*INSTRUCTIONS FOR THE TASK:* Each record below should be given again exactly as it reads.
━━━
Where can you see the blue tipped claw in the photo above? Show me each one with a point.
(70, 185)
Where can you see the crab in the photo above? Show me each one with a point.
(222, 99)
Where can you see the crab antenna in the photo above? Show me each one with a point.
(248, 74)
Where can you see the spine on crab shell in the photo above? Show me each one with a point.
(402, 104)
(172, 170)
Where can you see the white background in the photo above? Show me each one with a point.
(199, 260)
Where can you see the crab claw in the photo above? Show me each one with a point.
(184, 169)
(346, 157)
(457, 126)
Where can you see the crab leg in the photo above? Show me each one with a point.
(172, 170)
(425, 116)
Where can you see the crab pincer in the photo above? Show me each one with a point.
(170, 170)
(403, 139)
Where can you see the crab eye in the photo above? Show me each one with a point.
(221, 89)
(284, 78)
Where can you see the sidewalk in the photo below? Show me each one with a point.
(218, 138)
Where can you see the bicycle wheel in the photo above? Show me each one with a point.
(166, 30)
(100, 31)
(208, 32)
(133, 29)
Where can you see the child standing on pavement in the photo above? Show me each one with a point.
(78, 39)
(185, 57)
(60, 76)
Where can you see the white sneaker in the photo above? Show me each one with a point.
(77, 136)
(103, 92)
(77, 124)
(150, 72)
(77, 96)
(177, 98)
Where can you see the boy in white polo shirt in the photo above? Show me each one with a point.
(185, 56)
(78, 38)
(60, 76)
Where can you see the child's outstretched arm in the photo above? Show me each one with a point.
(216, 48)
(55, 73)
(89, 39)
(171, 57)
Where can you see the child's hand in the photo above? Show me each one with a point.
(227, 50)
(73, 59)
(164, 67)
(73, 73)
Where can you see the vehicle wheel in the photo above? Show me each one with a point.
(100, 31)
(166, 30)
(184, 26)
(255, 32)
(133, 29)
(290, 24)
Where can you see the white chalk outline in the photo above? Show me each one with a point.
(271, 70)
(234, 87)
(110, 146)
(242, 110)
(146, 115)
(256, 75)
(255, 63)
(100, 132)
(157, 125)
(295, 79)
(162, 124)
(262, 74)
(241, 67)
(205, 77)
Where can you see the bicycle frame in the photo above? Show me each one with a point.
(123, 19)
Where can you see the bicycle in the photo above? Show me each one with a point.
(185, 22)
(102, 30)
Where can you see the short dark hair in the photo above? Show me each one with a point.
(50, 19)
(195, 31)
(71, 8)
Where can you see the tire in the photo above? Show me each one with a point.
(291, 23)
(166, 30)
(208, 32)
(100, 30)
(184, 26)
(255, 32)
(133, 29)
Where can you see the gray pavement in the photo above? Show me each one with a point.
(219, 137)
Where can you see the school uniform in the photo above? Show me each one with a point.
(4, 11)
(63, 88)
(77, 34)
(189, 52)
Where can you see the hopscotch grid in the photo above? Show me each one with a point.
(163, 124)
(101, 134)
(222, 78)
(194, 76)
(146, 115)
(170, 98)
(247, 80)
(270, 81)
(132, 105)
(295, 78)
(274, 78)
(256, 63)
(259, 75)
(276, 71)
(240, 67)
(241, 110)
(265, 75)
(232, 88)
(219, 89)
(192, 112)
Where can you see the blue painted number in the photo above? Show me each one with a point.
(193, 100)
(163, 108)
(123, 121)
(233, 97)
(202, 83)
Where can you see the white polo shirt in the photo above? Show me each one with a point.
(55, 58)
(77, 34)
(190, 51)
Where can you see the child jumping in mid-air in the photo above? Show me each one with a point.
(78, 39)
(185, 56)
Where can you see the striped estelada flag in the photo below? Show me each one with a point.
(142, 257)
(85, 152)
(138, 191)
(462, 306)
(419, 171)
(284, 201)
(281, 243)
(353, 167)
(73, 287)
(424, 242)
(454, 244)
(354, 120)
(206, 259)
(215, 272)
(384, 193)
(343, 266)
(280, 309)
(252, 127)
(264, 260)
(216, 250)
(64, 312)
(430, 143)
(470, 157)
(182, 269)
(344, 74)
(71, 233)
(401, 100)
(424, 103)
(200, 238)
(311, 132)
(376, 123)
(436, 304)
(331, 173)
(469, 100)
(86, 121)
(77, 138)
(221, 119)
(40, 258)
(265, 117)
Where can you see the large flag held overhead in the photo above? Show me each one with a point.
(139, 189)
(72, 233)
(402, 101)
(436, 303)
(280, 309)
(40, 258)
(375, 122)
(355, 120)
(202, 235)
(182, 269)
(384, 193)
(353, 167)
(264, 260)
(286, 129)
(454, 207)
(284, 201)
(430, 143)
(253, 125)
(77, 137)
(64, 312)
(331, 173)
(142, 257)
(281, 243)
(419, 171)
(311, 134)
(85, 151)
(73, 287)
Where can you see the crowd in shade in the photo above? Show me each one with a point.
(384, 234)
━━━
*RESULT BELOW:*
Where can you see the blue tipped claw in the photo above? Show me each one with a point.
(70, 185)
Where can you see the crab in the photo above? Show me each one with a point.
(222, 99)
Where can you see the crab antenna in the photo above? Show me each one with a point.
(248, 74)
Where can you see the spine on crab shell in the photo above? Show me each one with a point.
(402, 104)
(172, 170)
Where can you see the white background in the photo above? Show me each one with a point.
(199, 260)
Where can you see the crab claw in the photo above? Show me each one with a point.
(184, 169)
(346, 157)
(457, 126)
Where can you see the crab leg in the photo above? Show me each one with a point.
(172, 170)
(425, 116)
Where can you see the crab pincer in the photo above? Show me each one with a point.
(170, 170)
(403, 139)
Where can you see the crab eye in the photo above? Show me each one with a point.
(221, 89)
(284, 78)
Where can you see the sidewalk in the photo below? Show me each one with a point.
(218, 138)
Where can you see the bicycle wheel in the photo above? Show me each one with a point.
(166, 30)
(100, 31)
(208, 32)
(133, 29)
Where can you see the child standing on pavement in the photo above? Show me each one with a point.
(78, 39)
(185, 57)
(60, 76)
Where can you see the white sneaker in the photo above? Show me each one with a point.
(77, 136)
(103, 92)
(77, 124)
(150, 72)
(77, 96)
(177, 98)
Where can you see the boy in white polo shirt in the photo above? Show me each one with a point.
(185, 56)
(78, 38)
(60, 76)
Where can you see the child's outstretched arm in the photo above? Show me each one with a point.
(216, 48)
(55, 73)
(89, 39)
(171, 57)
Where can you see the child's hand in the photo above? Show me each one with a point.
(227, 50)
(73, 59)
(164, 67)
(73, 73)
Where can you see the vehicle wheel in the photo above? Show me each one with a point.
(100, 31)
(166, 30)
(184, 26)
(255, 32)
(133, 29)
(290, 24)
Where can you see the white chalk outline in the photo above? Show me each one with a point.
(271, 70)
(234, 87)
(110, 146)
(242, 110)
(146, 115)
(256, 75)
(255, 63)
(100, 132)
(157, 125)
(295, 79)
(162, 124)
(262, 74)
(241, 67)
(205, 77)
Where can you see the bicycle frame in the photo above? Show me each one with a point.
(123, 19)
Where can you see the bicycle in the photo above? Show me each one with a point.
(185, 22)
(102, 30)
Where can you see the short dark hair in the photo above? Show me each one with a point.
(50, 19)
(195, 31)
(71, 8)
Where can you see the tire in the photo above? Show me each one with a point.
(291, 23)
(166, 30)
(208, 32)
(100, 30)
(184, 26)
(255, 32)
(133, 29)
Where can you see the gray pavement in the photo above? Show me each one with a point.
(219, 137)
Where can you see the school uniform in the photo above? Show me each one with a point.
(4, 11)
(63, 88)
(77, 34)
(189, 52)
Where can you see the hopscotch grid in the photo above? Show me each one with a point.
(163, 124)
(101, 134)
(222, 78)
(194, 76)
(146, 115)
(170, 98)
(247, 80)
(270, 81)
(132, 105)
(295, 78)
(274, 78)
(256, 63)
(259, 75)
(276, 71)
(240, 67)
(241, 110)
(265, 75)
(232, 88)
(219, 89)
(192, 112)
Where can you see the blue painted number in the photo above? Show me each one with a point.
(193, 100)
(163, 108)
(123, 121)
(233, 97)
(202, 83)
Where can you see the white polo shirt in the photo above? Show me each one with a point.
(55, 58)
(77, 34)
(190, 51)
Where can you see the child jumping in mid-air in the photo above? Show me each one with a point.
(78, 39)
(185, 56)
Where can you see the striped estelada flag in the photo below? Show me each one with a point.
(142, 257)
(85, 152)
(138, 191)
(462, 306)
(419, 171)
(284, 201)
(281, 243)
(353, 167)
(73, 287)
(424, 242)
(454, 244)
(354, 120)
(206, 259)
(215, 272)
(384, 193)
(343, 266)
(280, 309)
(252, 127)
(264, 260)
(216, 250)
(64, 312)
(430, 143)
(470, 157)
(182, 269)
(344, 74)
(71, 233)
(401, 100)
(424, 103)
(200, 238)
(311, 132)
(376, 123)
(436, 304)
(331, 173)
(469, 100)
(86, 121)
(77, 138)
(221, 119)
(40, 258)
(265, 117)
Where can you see the large flag held overhead in the photo above? Show me each one with a point.
(139, 189)
(72, 233)
(402, 101)
(436, 303)
(280, 309)
(40, 258)
(375, 122)
(355, 120)
(202, 235)
(182, 269)
(384, 193)
(353, 167)
(264, 260)
(286, 129)
(454, 207)
(284, 201)
(430, 143)
(253, 125)
(77, 137)
(64, 312)
(331, 173)
(142, 257)
(281, 243)
(419, 171)
(311, 134)
(85, 151)
(73, 287)
Where can you see the crowd in shade in the photo above? Show me each one with a point.
(384, 234)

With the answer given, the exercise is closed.